INSTRUCCIONES DE TRABAJO ▸
**a)** Según el texto sobre el Cordobazo, ¿en qué año comenzó la llamada Revolución Argentina?
**b)** Devuelva sin cambios el tramo del texto sobre el Cordobazo que va desde "Sin embargo, la" hasta "figura de Perón.".

TEXTO PARA ANÁLISIS ▸

⁂

Los gobiernos de Frondizi e Illia le daban cierto maquillaje electoral a la etapa inaugurada luego del golpe del 55′, pero no alcanzaron a apagar las movilizaciones sindicales que se volvieron uno de los principales actores en la puja contra el orden autoritario.
Sin embargo, la caída de Illia a manos de Onganía cambiaba el escenario político. La vuelta de Perón, aunque lejana, era una de las banderas de la protesta social. Pero al inicio de la llamada Revolución Argentina en 1966, algunas figuras del sindicalismo argentino se alineaban con el gobierno de facto bajo la difusa idea de profundizar la industrialización (que no pasó ni podía pasar) y construir un sistema político sin la figura de Perón.
Por un tiempo los préstamos y las armas norteamericanas (todas de segunda mano) llovieron sobre el gobierno de Onganía, y la pasividad de los líderes sindicales aliados al gobierno generó un severo conflicto con las bases. La inflación desatada por uno más en una larga y triste lista de «economistas expertos» destruyó los salarios y obligaba a los trabajadores a aceptar peores condiciones laborales bajo la amenaza primero del despido y de la represión después.
A falta de mayores humillaciones, el gobierno dictatorial actuaba públicamente con prepotencia y torpeza a partes iguales. Exacerba demostraciones de poder ridículas frente a un pueblo sin representación política que no podía canalizar sus reclamos institucionalmente ni tenía portavoces que el estado reconociera. La Revolución Argentina apretaba, pisaba, empobrecía y reclamaba, exigía que se guardara manso silencio frente a su autoridad. Le faltó apenas a Onganía escribir una invitación formal a sus opositores «usted que vive de mis provocaciones gratuitas ¿no ve que encima le exige respeto? ¿qué está haciendo que no se levanta y se revoluciona? ¿cuánto más he de sacarle hasta que pase a la clandestinidad y funde una organización armada?»
Para sorpresa de nadie las masas sin representación política se sublevaron. Quiso la casualidad que fuera Córdoba, pero bien podría haber sido cualquier otra parte. De hecho, por mucho tiempo se especuló acerca de si hubo planificación o no en el Cordobazo: los militares y liberales no tenían muy claro cómo es que la población apoyó decididamente a una huelga hasta degenerar en una pueblada.
Onganía tuvo que irse. La solución burocrática autoritaria para los conflictos argentinos había fallado. Córdoba le dio la paliza de su vida: un militar vencido por su propio pueblo a base de pedradas, piñas y trincheras.
No es nostalgia
El pasado no es para ponerlo en un anaquel intacto e impoluto, no es solo un acto de recordar sin sentido. El «pasado es parte del presente», vuelve todo el tiempo a él como inspiración o malestar. Si no ha sido superado regresa a inquietarse permanentemente. El Cordobazo no es una fecha más para recordar, es un hito de la lucha popular, un recordatorio de que se puede vencer aún en las circunstancias más adversas. Puede ser un escalón a otro futuro posible si nos nutre de la bronca y el deseo de pelea necesarios para enfrentar lo que se nos viene encima.
Las generaciones que pelearon contra el autoritarismo y la pobreza planificada durante la década del setenta militaban bajo la convicción de que el mundo podía ser cambiado. Las personas de nuestros tiempos presentes, desanimadas a o no, expuestas a un sin fin de frustraciones, medicada con entretenimiento, milita en un mundo que, por el bien y la dignidad de la vida, ya no puede ser cambiado: Debe cambiar.

⁂

FRAGMENTOS DEL LISTADO ▸
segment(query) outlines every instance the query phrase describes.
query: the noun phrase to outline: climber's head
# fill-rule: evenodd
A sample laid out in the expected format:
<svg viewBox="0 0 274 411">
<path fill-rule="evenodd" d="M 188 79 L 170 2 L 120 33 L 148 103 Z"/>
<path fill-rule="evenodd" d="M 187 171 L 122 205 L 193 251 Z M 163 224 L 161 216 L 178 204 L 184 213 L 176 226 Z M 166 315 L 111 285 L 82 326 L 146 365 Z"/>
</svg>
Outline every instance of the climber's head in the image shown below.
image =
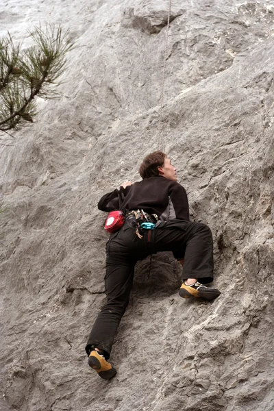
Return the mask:
<svg viewBox="0 0 274 411">
<path fill-rule="evenodd" d="M 139 173 L 142 179 L 162 175 L 171 181 L 177 181 L 176 169 L 162 151 L 148 154 L 140 166 Z"/>
</svg>

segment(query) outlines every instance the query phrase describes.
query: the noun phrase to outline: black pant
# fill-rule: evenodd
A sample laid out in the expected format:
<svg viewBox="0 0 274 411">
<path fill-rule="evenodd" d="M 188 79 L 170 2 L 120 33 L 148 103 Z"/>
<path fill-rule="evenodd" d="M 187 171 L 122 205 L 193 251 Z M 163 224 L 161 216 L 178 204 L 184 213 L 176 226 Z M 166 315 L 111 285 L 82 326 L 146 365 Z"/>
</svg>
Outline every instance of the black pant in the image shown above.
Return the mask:
<svg viewBox="0 0 274 411">
<path fill-rule="evenodd" d="M 142 239 L 135 229 L 125 223 L 111 234 L 106 247 L 105 276 L 107 303 L 91 330 L 86 351 L 92 346 L 110 351 L 116 331 L 129 301 L 134 266 L 158 251 L 173 251 L 178 259 L 184 257 L 184 278 L 197 278 L 203 284 L 213 280 L 213 242 L 210 229 L 205 224 L 182 220 L 161 223 L 153 230 L 146 230 Z"/>
</svg>

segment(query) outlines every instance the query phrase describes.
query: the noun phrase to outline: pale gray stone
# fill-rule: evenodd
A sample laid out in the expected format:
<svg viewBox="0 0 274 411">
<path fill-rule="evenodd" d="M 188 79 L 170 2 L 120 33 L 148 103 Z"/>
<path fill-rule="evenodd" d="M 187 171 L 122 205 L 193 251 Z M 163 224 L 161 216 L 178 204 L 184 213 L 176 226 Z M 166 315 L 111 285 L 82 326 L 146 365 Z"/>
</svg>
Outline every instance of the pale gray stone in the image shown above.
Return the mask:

⁂

RESPUESTAS DEL EJERCICIO ▸
**a)** En 1966.

**b)**
Sin embargo, la caída de Illia a manos de Onganía cambiaba el escenario político. La vuelta de Perón, aunque lejana, era una de las banderas de la protesta social. Pero al inicio de la llamada Revolución Argentina en 1966, algunas figuras del sindicalismo argentino se alineaban con el gobierno de facto bajo la difusa idea de profundizar la industrialización (que no pasó ni podía pasar) y construir un sistema político sin la figura de Perón.